Image location labeling entries
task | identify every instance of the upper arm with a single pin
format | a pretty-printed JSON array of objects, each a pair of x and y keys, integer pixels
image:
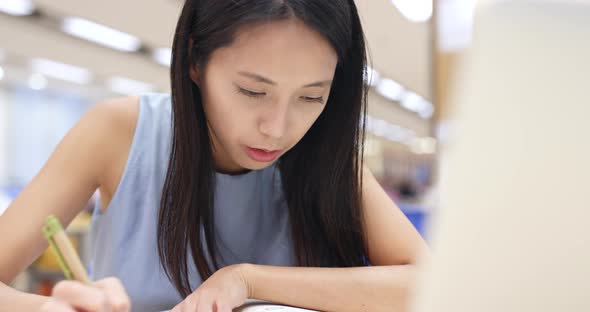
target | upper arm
[
  {"x": 391, "y": 238},
  {"x": 62, "y": 187}
]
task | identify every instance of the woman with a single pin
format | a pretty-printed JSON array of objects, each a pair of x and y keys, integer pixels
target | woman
[{"x": 246, "y": 182}]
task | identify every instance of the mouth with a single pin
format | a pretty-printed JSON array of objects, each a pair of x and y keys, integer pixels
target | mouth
[{"x": 262, "y": 155}]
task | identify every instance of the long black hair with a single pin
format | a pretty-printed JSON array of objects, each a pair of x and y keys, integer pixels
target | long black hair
[{"x": 321, "y": 174}]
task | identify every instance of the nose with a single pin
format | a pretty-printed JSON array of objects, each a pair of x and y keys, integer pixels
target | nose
[{"x": 273, "y": 122}]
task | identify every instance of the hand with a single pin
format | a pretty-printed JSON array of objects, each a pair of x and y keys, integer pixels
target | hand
[
  {"x": 106, "y": 295},
  {"x": 224, "y": 290}
]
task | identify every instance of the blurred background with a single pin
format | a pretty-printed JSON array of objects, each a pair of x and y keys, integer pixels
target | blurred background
[{"x": 58, "y": 58}]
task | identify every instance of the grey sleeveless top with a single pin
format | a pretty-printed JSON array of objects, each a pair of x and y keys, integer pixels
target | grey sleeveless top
[{"x": 251, "y": 217}]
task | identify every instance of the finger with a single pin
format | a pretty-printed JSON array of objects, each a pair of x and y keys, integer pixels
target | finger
[
  {"x": 54, "y": 305},
  {"x": 79, "y": 295},
  {"x": 116, "y": 296},
  {"x": 221, "y": 307},
  {"x": 205, "y": 305}
]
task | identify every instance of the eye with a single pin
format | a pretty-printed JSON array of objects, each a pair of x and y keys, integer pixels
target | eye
[
  {"x": 251, "y": 93},
  {"x": 312, "y": 99}
]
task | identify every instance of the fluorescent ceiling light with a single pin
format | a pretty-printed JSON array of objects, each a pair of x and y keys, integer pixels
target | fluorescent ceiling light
[
  {"x": 389, "y": 131},
  {"x": 61, "y": 71},
  {"x": 128, "y": 86},
  {"x": 414, "y": 10},
  {"x": 163, "y": 56},
  {"x": 425, "y": 145},
  {"x": 17, "y": 7},
  {"x": 37, "y": 81},
  {"x": 390, "y": 89},
  {"x": 427, "y": 111},
  {"x": 100, "y": 34}
]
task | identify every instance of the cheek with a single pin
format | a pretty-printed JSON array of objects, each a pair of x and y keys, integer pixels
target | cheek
[{"x": 303, "y": 118}]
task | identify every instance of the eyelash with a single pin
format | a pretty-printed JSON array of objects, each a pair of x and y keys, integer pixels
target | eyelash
[{"x": 252, "y": 94}]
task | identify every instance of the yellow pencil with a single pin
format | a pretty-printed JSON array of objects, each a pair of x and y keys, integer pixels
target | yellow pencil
[{"x": 67, "y": 257}]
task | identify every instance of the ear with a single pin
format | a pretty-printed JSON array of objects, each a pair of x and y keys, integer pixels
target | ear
[{"x": 194, "y": 71}]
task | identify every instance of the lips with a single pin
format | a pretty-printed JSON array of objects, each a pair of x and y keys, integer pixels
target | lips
[{"x": 262, "y": 155}]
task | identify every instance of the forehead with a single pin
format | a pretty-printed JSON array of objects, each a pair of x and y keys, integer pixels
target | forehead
[{"x": 283, "y": 49}]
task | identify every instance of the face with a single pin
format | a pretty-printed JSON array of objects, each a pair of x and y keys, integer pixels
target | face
[{"x": 262, "y": 93}]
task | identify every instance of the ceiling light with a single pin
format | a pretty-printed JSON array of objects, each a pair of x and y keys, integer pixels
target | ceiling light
[
  {"x": 61, "y": 71},
  {"x": 37, "y": 81},
  {"x": 100, "y": 34},
  {"x": 390, "y": 89},
  {"x": 17, "y": 7},
  {"x": 414, "y": 10},
  {"x": 128, "y": 86}
]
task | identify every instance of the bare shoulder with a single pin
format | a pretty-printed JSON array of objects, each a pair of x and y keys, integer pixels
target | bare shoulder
[
  {"x": 119, "y": 118},
  {"x": 91, "y": 155}
]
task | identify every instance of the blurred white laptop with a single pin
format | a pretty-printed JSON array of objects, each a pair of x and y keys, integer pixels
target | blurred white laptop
[{"x": 513, "y": 232}]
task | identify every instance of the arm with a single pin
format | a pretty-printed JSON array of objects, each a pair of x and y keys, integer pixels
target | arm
[
  {"x": 394, "y": 246},
  {"x": 62, "y": 187}
]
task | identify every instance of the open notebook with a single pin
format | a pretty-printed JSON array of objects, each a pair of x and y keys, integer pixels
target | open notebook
[{"x": 252, "y": 305}]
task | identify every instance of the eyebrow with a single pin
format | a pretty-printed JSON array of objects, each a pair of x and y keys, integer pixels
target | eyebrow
[{"x": 270, "y": 82}]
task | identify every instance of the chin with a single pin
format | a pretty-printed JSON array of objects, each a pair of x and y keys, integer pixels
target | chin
[{"x": 255, "y": 165}]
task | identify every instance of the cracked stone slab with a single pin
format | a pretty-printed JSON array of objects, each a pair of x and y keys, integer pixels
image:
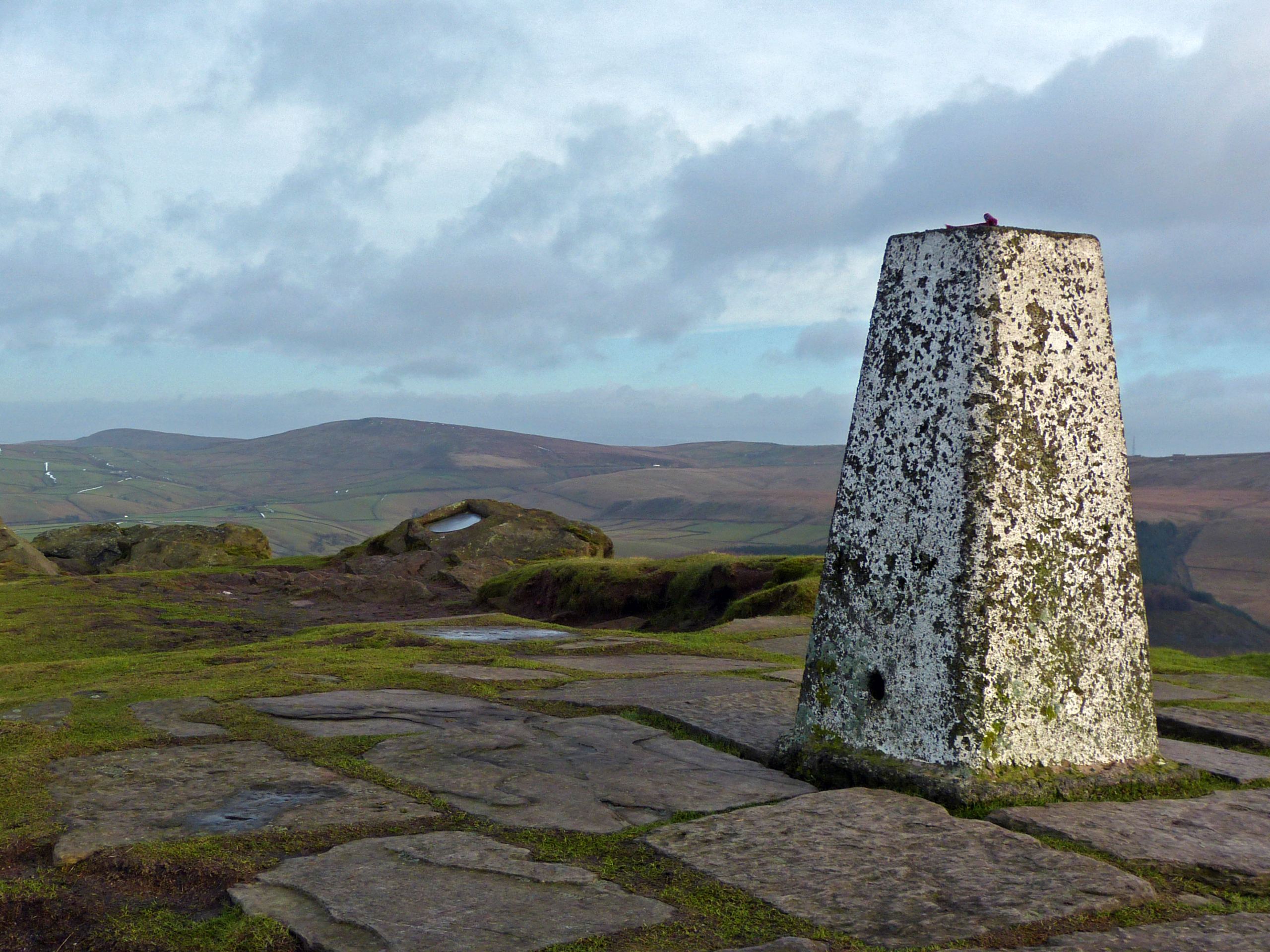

### What is expected
Pull out every line of the listing above that contains the word "pencil", treating uppercase and lowercase as different.

### Output of the task
task | identify every instance of the yellow pencil with a single pin
target | yellow pencil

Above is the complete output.